## Text extract
___

The makeup created by Jack Pierce was originally intended for Henry Hull’s character in Werewolf of London (1935), but Hull refused to submit to the tedious hours required apply the makeup. Pierce, therefore developed a less hairy version for Werewolf of London (1935), saving the more elaborate version for The Wolf Man (1941) this version of course would be honored years later by becoming part of US Postal Services monster stamp collection.
In the original screenplay there was a scene of the wolf man fighting a bear. However this scene was never finished due to the fact that the bear ran away during filming, but not before chasing actress Evelyn Ankers up the soundstage rafters. Chaney added to Ankers anxiety during production by sneaking up behind her in full wolf man makeup and scaring her. But Chaney had his own problems with the makeup application which required six hours in the chair and removing the makeup required an additional three hours.
Despite the difficulties with the grueling make up process, Chaney gave an outstanding performance as both Larry Talbert, the prodigal son and the monstrous wolf man. The wolf man was a role for which Chaney will forever be associated with, a role which he will reprise in four additional films for Universal. Chaney has the distinction of being the only actor to play the wolf man during Universal’s horror cycle and is also the only actor to play all four of Universal’s top classic monsters, the Wolfman, the Mummy, Dracula, and Frankenstein’s monster.
Universal had worried that The Wolf Man (1941) would flop at the box office, since the film had not been based on a direct literary source and the Werewolf of London (1935) released six years earlier had been a disappointment. To make matters worse, The Wolf Man (1941) was released just five days after the bombing of Pearl Harbor. Universal had doubts whether or not the American movie audience would have an appetite for horror films after the bombing.
But thanks to Siodmak’s screenplay, Lon Chaney Jr.’s performance, and Jack Pierce’s iconic werewolf make-up The Wolf Man (1941) became one of Universal’s biggest hits for 1942 and firmly established Lon Chaney Jr. as a horror film icon.

___

## Location annotation dataset excerpts
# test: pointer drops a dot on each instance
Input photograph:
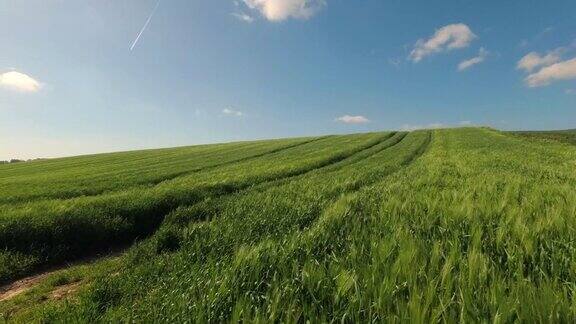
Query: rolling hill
(468, 224)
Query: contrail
(145, 26)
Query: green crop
(455, 225)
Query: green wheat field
(447, 225)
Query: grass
(565, 136)
(446, 225)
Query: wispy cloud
(19, 82)
(447, 38)
(243, 17)
(135, 42)
(347, 119)
(465, 65)
(232, 112)
(278, 10)
(534, 60)
(565, 70)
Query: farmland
(468, 224)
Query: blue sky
(213, 71)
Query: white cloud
(444, 39)
(534, 60)
(232, 112)
(409, 128)
(482, 55)
(347, 119)
(20, 82)
(564, 70)
(278, 10)
(243, 17)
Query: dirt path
(18, 287)
(22, 285)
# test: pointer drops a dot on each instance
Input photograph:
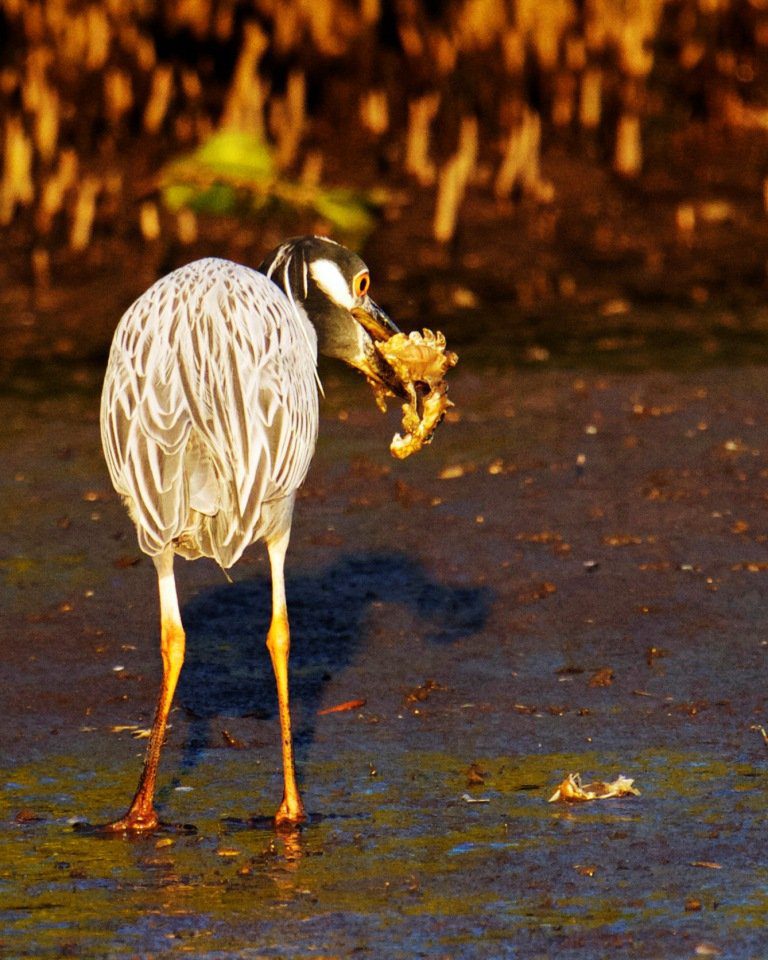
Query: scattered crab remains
(572, 790)
(418, 360)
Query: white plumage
(209, 410)
(209, 418)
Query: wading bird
(209, 416)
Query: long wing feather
(209, 408)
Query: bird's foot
(134, 822)
(290, 815)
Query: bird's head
(330, 284)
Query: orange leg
(141, 815)
(291, 809)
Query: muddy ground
(572, 578)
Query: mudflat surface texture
(570, 579)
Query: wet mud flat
(571, 579)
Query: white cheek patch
(332, 282)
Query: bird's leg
(291, 809)
(141, 815)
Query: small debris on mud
(571, 790)
(475, 775)
(603, 677)
(421, 693)
(28, 816)
(233, 742)
(344, 707)
(467, 798)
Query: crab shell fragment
(417, 359)
(572, 790)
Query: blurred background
(542, 179)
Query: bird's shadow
(227, 671)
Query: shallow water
(565, 522)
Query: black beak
(379, 327)
(374, 321)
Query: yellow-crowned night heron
(209, 417)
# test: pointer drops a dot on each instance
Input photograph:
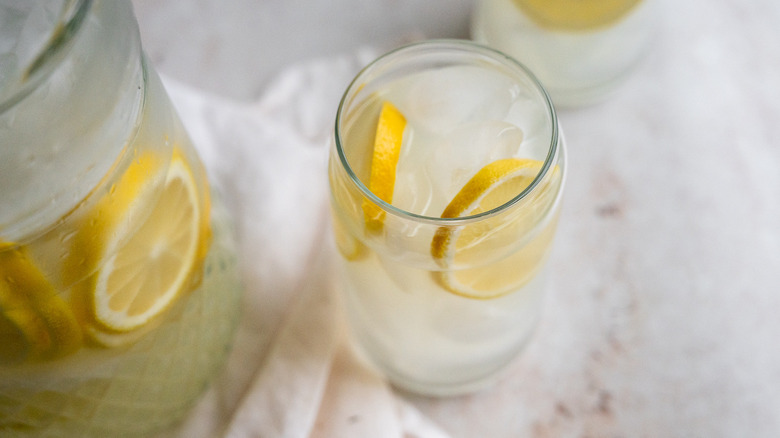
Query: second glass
(446, 173)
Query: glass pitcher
(118, 284)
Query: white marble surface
(662, 316)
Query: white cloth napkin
(292, 373)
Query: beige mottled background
(662, 319)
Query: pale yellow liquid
(140, 381)
(424, 337)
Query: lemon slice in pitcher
(492, 186)
(35, 323)
(576, 14)
(140, 275)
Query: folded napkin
(292, 372)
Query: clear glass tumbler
(446, 172)
(119, 294)
(581, 50)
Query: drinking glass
(446, 172)
(581, 50)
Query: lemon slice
(144, 275)
(387, 150)
(452, 247)
(138, 275)
(576, 14)
(35, 323)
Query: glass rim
(468, 46)
(61, 36)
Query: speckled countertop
(662, 318)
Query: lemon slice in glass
(140, 274)
(387, 150)
(576, 14)
(468, 245)
(35, 323)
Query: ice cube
(468, 149)
(535, 122)
(441, 100)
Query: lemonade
(446, 173)
(118, 284)
(581, 50)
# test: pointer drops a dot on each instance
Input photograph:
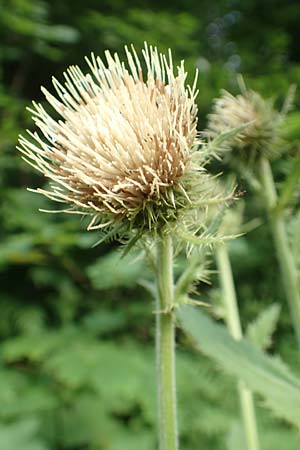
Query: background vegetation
(76, 358)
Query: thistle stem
(235, 329)
(165, 346)
(285, 258)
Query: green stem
(285, 258)
(165, 346)
(234, 326)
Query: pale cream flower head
(260, 120)
(125, 151)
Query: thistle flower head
(260, 135)
(124, 150)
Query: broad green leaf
(265, 375)
(260, 331)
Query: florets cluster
(259, 136)
(125, 149)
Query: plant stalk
(285, 258)
(165, 346)
(235, 329)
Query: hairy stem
(285, 258)
(234, 326)
(165, 346)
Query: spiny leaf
(263, 374)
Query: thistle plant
(125, 153)
(257, 144)
(232, 317)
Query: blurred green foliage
(76, 359)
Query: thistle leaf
(260, 331)
(265, 375)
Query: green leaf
(260, 331)
(265, 375)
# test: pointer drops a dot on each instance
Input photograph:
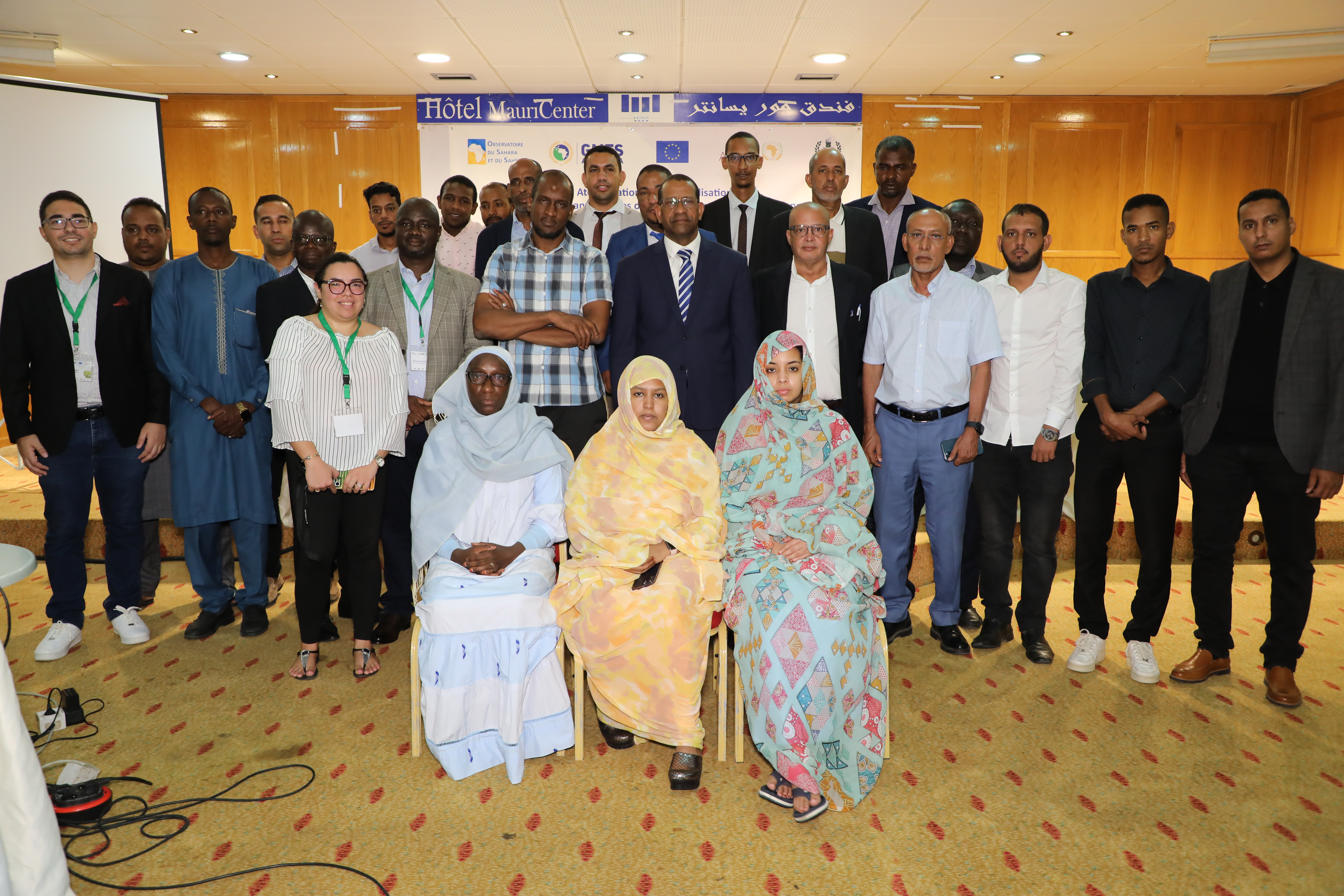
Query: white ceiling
(894, 46)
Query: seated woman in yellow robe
(643, 503)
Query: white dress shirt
(929, 343)
(372, 256)
(1037, 381)
(415, 343)
(812, 315)
(459, 252)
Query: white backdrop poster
(484, 152)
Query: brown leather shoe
(1280, 688)
(1201, 667)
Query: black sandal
(303, 661)
(367, 653)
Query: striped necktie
(685, 281)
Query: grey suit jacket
(1310, 387)
(983, 271)
(451, 335)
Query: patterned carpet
(1006, 778)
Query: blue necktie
(685, 280)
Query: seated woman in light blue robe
(487, 508)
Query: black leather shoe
(970, 620)
(897, 629)
(208, 624)
(992, 635)
(389, 627)
(255, 623)
(685, 772)
(1038, 649)
(616, 738)
(951, 640)
(329, 632)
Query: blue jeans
(913, 453)
(206, 559)
(93, 457)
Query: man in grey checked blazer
(445, 319)
(1276, 359)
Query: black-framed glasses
(338, 287)
(478, 378)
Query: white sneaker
(131, 627)
(1143, 664)
(1088, 653)
(61, 637)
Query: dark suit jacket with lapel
(712, 354)
(853, 288)
(1310, 389)
(37, 359)
(906, 211)
(863, 246)
(501, 233)
(280, 300)
(718, 217)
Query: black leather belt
(925, 417)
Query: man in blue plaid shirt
(548, 299)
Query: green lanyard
(342, 355)
(76, 312)
(429, 293)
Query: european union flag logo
(674, 151)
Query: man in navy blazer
(701, 320)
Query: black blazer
(863, 246)
(501, 233)
(900, 257)
(718, 218)
(37, 361)
(277, 301)
(713, 353)
(853, 288)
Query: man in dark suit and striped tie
(690, 303)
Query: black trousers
(576, 424)
(1151, 469)
(1005, 477)
(1225, 476)
(396, 481)
(346, 520)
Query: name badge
(349, 425)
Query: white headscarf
(468, 449)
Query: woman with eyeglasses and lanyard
(338, 401)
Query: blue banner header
(632, 108)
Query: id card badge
(349, 425)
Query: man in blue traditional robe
(206, 343)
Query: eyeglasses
(57, 222)
(478, 378)
(338, 287)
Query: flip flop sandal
(812, 812)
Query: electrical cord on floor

___

## Exercises
(1) Output, word for word, the part of the text about The Wolf Man from "Universal had worried" up to and including "horror film icon.".
(2) Return the lines of the records from the line with "Query: seated woman in yellow robe" up to and including the last line of the records, repeating each one without change.

## Task answers
(1)
Universal had worried that The Wolf Man (1941) would flop at the box office, since the film had not been based on a direct literary source and the Werewolf of London (1935) released six years earlier had been a disappointment. To make matters worse, The Wolf Man (1941) was released just five days after the bombing of Pearl Harbor. Universal had doubts whether or not the American movie audience would have an appetite for horror films after the bombing.
But thanks to Siodmak’s screenplay, Lon Chaney Jr.’s performance, and Jack Pierce’s iconic werewolf make-up The Wolf Man (1941) became one of Universal’s biggest hits for 1942 and firmly established Lon Chaney Jr. as a horror film icon.

(2)
Query: seated woman in yellow robe
(643, 503)
Query: white dress shirt
(929, 343)
(372, 256)
(1037, 381)
(415, 343)
(812, 315)
(459, 252)
Query: white backdrop poster
(484, 152)
Query: brown leather shoe
(1280, 688)
(1201, 667)
Query: black sandal
(303, 661)
(367, 653)
Query: striped necktie
(685, 281)
Query: grey suit jacket
(1310, 387)
(983, 271)
(451, 335)
Query: patterned carpet
(1006, 778)
Query: blue necktie
(685, 280)
Query: seated woman in light blue robe
(487, 508)
Query: black leather shoe
(970, 620)
(897, 629)
(208, 624)
(992, 635)
(389, 627)
(255, 623)
(685, 772)
(1038, 649)
(616, 738)
(951, 640)
(329, 632)
Query: blue jeans
(913, 453)
(206, 559)
(93, 457)
Query: man in grey checked blazer
(445, 319)
(1276, 359)
Query: black-framed glasses
(338, 287)
(478, 378)
Query: white sneaker
(131, 627)
(1143, 664)
(1088, 653)
(61, 637)
Query: dark suit jacket with lapel
(712, 354)
(853, 288)
(1310, 389)
(37, 359)
(906, 211)
(863, 246)
(501, 233)
(280, 300)
(718, 217)
Query: black leather belt
(925, 417)
Query: man in blue plaid shirt
(548, 299)
Query: green lanyard
(342, 355)
(76, 312)
(429, 293)
Query: european union flag logo
(674, 151)
Query: man in navy blazer
(701, 320)
Query: black blazer
(863, 246)
(501, 233)
(900, 257)
(718, 218)
(37, 361)
(277, 301)
(713, 353)
(853, 288)
Query: man in dark suit and striped tie
(690, 303)
Query: black trousers
(576, 424)
(1151, 469)
(1005, 477)
(1225, 476)
(396, 481)
(346, 520)
Query: name badge
(349, 425)
Query: white headscarf
(468, 449)
Query: woman with eyeglasses and lanyard
(338, 401)
Query: blue banner header
(632, 108)
Query: id card badge
(349, 425)
Query: man in blue traditional robe
(206, 343)
Query: eyeglasses
(57, 222)
(478, 378)
(338, 287)
Query: flip flop sandal
(812, 812)
Query: electrical cord on floor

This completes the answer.